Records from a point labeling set
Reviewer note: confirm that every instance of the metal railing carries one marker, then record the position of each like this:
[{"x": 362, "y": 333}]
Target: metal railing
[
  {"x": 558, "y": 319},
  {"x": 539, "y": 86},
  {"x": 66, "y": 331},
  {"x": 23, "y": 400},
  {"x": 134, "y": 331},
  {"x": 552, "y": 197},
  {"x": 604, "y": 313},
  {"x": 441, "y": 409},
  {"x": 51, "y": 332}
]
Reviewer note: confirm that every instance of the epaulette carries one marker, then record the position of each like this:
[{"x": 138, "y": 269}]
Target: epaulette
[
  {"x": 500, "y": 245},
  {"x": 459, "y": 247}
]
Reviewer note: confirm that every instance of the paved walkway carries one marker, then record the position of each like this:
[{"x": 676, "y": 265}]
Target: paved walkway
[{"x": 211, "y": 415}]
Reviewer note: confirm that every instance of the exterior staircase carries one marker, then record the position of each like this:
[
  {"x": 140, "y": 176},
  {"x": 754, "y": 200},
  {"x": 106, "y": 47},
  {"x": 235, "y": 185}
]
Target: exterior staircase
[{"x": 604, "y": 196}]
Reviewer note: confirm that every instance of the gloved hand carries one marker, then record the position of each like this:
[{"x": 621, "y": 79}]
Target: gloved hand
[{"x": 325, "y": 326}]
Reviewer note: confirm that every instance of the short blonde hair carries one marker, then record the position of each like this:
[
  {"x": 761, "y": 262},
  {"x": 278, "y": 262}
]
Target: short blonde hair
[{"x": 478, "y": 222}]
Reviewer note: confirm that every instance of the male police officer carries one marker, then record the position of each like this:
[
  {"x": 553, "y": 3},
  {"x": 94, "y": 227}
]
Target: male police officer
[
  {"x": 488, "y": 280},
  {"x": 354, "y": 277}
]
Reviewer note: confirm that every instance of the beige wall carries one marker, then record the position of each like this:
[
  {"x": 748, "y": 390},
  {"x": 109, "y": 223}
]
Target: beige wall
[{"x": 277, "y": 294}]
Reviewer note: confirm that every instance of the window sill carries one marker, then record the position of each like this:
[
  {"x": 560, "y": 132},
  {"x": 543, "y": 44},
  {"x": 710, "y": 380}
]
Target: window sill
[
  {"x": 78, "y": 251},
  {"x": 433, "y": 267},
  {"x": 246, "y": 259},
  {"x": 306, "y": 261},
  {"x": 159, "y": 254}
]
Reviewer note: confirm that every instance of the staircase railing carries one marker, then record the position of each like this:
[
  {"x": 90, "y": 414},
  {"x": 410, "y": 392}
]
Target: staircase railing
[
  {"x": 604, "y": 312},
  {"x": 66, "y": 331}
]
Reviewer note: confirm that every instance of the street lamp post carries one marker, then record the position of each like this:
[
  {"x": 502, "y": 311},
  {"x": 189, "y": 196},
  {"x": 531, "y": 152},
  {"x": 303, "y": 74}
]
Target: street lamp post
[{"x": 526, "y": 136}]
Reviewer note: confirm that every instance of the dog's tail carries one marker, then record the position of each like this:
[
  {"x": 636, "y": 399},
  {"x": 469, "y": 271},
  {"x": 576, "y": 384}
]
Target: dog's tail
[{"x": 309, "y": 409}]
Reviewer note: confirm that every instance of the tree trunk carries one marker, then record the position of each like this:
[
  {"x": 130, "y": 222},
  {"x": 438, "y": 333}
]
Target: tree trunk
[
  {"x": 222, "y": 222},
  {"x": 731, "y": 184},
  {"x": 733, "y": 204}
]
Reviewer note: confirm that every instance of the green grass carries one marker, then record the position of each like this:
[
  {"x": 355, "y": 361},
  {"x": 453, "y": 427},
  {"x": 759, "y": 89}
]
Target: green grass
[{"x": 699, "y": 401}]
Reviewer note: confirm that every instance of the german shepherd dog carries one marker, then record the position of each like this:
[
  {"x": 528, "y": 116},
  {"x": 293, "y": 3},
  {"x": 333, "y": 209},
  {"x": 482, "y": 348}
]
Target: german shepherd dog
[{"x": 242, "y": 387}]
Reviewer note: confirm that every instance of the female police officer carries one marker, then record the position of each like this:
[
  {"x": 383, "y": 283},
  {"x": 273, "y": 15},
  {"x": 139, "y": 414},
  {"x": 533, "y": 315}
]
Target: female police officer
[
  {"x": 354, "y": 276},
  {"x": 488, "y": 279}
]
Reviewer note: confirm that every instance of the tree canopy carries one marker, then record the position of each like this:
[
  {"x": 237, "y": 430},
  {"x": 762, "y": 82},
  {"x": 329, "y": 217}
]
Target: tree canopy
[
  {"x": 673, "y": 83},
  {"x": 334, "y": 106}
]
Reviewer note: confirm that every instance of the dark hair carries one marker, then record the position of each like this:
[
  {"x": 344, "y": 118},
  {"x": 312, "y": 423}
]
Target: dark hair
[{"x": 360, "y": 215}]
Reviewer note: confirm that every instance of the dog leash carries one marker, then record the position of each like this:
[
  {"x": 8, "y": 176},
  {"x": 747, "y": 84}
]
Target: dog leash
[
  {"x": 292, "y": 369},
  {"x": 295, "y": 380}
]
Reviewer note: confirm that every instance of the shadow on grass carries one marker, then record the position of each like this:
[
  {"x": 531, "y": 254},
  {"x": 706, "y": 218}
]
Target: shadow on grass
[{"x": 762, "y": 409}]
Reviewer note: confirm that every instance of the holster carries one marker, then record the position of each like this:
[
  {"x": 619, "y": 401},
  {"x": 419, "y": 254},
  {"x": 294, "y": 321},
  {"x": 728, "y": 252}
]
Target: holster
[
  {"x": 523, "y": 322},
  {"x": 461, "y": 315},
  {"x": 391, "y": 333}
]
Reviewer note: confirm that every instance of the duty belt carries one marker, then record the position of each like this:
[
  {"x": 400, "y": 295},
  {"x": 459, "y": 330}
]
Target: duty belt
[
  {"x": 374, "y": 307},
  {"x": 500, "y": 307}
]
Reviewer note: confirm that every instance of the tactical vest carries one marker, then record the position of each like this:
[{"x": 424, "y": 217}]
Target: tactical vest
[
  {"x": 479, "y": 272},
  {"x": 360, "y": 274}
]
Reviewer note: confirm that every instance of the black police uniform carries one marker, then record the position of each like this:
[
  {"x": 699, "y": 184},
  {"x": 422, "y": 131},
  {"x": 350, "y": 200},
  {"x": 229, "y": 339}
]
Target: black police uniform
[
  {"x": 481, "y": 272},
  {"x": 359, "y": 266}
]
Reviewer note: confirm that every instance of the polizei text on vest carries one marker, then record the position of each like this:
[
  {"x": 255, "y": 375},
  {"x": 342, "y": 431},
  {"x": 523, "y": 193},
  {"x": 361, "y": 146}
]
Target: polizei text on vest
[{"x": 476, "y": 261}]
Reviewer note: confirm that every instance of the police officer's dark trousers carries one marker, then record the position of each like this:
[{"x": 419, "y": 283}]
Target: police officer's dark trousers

Aim of the exercise — Repeat the data above exactly.

Answer —
Reviewer note: confirm that every instance of the metal railing carries one marker, then record the position of each like this:
[{"x": 362, "y": 333}]
Target: metal railing
[
  {"x": 558, "y": 319},
  {"x": 539, "y": 86},
  {"x": 66, "y": 331},
  {"x": 23, "y": 400},
  {"x": 134, "y": 331},
  {"x": 552, "y": 197},
  {"x": 604, "y": 313},
  {"x": 441, "y": 409},
  {"x": 51, "y": 332}
]
Reviewer note: confirm that every instance of the epaulette carries one marker, then record the position of each like this:
[{"x": 138, "y": 269}]
Target: epaulette
[
  {"x": 500, "y": 245},
  {"x": 459, "y": 247}
]
Reviewer note: confirm that every instance of the paved walkway carries one marker, then record the position of each like this:
[{"x": 676, "y": 265}]
Target: paved walkway
[{"x": 211, "y": 415}]
Reviewer note: confirm that every instance of the exterior staircase carries one marker, then record the position of each like this:
[
  {"x": 140, "y": 176},
  {"x": 754, "y": 200},
  {"x": 106, "y": 47},
  {"x": 235, "y": 185}
]
Target: exterior staircase
[{"x": 604, "y": 196}]
Reviewer note: confirm that every instance of the gloved hand carries one marker, then record the position of each like this:
[{"x": 621, "y": 79}]
Target: gloved hand
[{"x": 325, "y": 326}]
Reviewer note: confirm that every instance of the short blonde hair carries one marker, then record the position of each like this:
[
  {"x": 761, "y": 262},
  {"x": 278, "y": 262}
]
Target: short blonde hair
[{"x": 478, "y": 222}]
Reviewer note: confirm that every instance of the male police officer carries one marker, then record the position of each like this:
[
  {"x": 553, "y": 3},
  {"x": 94, "y": 227}
]
Target: male police officer
[
  {"x": 488, "y": 280},
  {"x": 354, "y": 277}
]
Reviewer note: confirm that every instance of the beige wall carries one marker, then record the position of each like this:
[
  {"x": 748, "y": 390},
  {"x": 109, "y": 223}
]
Target: beige wall
[{"x": 277, "y": 294}]
Reviewer note: confirm that every instance of the window sill carries one marker, then record the position of each like this:
[
  {"x": 560, "y": 132},
  {"x": 543, "y": 44},
  {"x": 710, "y": 380}
]
Target: window sill
[
  {"x": 78, "y": 251},
  {"x": 433, "y": 267},
  {"x": 246, "y": 259},
  {"x": 306, "y": 261},
  {"x": 159, "y": 254}
]
Reviewer note: confirm that every instance of the staircase railing carries one marker, then record the position of each like this:
[
  {"x": 90, "y": 414},
  {"x": 410, "y": 392}
]
Target: staircase railing
[
  {"x": 604, "y": 312},
  {"x": 66, "y": 331}
]
Reviewer note: confirm that every instance of the street lamp post carries one marker, then record the position of each like this:
[
  {"x": 502, "y": 311},
  {"x": 189, "y": 196},
  {"x": 531, "y": 152},
  {"x": 303, "y": 74}
]
Target: street lamp post
[{"x": 526, "y": 136}]
Reviewer note: confirm that every instance of the dog's tail carries one marker, then record the position of each like this:
[
  {"x": 636, "y": 399},
  {"x": 469, "y": 271},
  {"x": 576, "y": 384}
]
Target: dog's tail
[{"x": 309, "y": 409}]
Reviewer note: confirm that every instance of the tree trunk carries one marker, then record the position of each like this:
[
  {"x": 130, "y": 222},
  {"x": 438, "y": 333}
]
Target: tree trunk
[
  {"x": 222, "y": 222},
  {"x": 731, "y": 184},
  {"x": 733, "y": 204}
]
Reviewer note: confirm that every instance of the green grass carries one marker, then record the position of each like this:
[
  {"x": 355, "y": 361},
  {"x": 453, "y": 427},
  {"x": 759, "y": 89}
]
Target: green grass
[{"x": 699, "y": 401}]
Reviewer note: confirm that every instance of the german shepherd dog carries one marker, then record the position of each like this:
[
  {"x": 528, "y": 116},
  {"x": 293, "y": 3},
  {"x": 333, "y": 209},
  {"x": 482, "y": 348}
]
Target: german shepherd dog
[{"x": 242, "y": 387}]
Reviewer note: confirm that every instance of the female police officer carries one marker, then record the position of each like this:
[
  {"x": 383, "y": 283},
  {"x": 273, "y": 15},
  {"x": 139, "y": 414},
  {"x": 533, "y": 315}
]
Target: female police officer
[
  {"x": 354, "y": 276},
  {"x": 488, "y": 279}
]
Reviewer note: confirm that every instance of the tree canopy carries one marker, then record the position of each like this:
[
  {"x": 237, "y": 430},
  {"x": 762, "y": 82},
  {"x": 329, "y": 217}
]
Target: tree canopy
[
  {"x": 673, "y": 83},
  {"x": 334, "y": 106}
]
Reviewer note: confirm that every instance of the dark hair carries one marker, then record the position of each like this:
[
  {"x": 344, "y": 118},
  {"x": 312, "y": 423}
]
Target: dark hair
[{"x": 360, "y": 215}]
Reviewer note: confirm that every instance of the dog leash carries one marker, then record the position of each like this:
[
  {"x": 8, "y": 176},
  {"x": 747, "y": 84}
]
Target: dog leash
[
  {"x": 292, "y": 369},
  {"x": 295, "y": 380}
]
Reviewer note: confirm that every instance of the shadow on grass carries one marker, then record the position of each like this:
[
  {"x": 531, "y": 254},
  {"x": 706, "y": 218}
]
Target: shadow on grass
[{"x": 762, "y": 409}]
Reviewer note: confirm that every instance of the holster carries one marker, then record the position of each like this:
[
  {"x": 619, "y": 401},
  {"x": 419, "y": 254},
  {"x": 294, "y": 321},
  {"x": 728, "y": 252}
]
Target: holster
[
  {"x": 523, "y": 322},
  {"x": 461, "y": 315},
  {"x": 391, "y": 333}
]
Reviewer note: confirm that every instance of the duty belt carries one marker, then record the position of each like this:
[
  {"x": 400, "y": 295},
  {"x": 459, "y": 330}
]
Target: duty belt
[
  {"x": 374, "y": 307},
  {"x": 500, "y": 307}
]
Reviewer note: confirm that every instance of the tactical vest carries one marker, then record the position of each like this:
[{"x": 424, "y": 217}]
Target: tactical vest
[
  {"x": 479, "y": 272},
  {"x": 360, "y": 274}
]
Reviewer note: confirm that every instance of the black police uniform carries one marker, then record the position of each like this:
[
  {"x": 699, "y": 184},
  {"x": 422, "y": 131},
  {"x": 350, "y": 200},
  {"x": 229, "y": 339}
]
Target: black police uniform
[
  {"x": 481, "y": 272},
  {"x": 359, "y": 266}
]
Reviewer note: confirm that every instance of the polizei text on vest carries one marker, then record the position of each like this:
[
  {"x": 255, "y": 375},
  {"x": 342, "y": 431},
  {"x": 523, "y": 193},
  {"x": 361, "y": 146}
]
Target: polizei text on vest
[{"x": 476, "y": 261}]
Reviewer note: confirm that every instance of the police officer's dark trousers carries one marker, then record the position of each like this:
[{"x": 419, "y": 283}]
Target: police officer's dark trousers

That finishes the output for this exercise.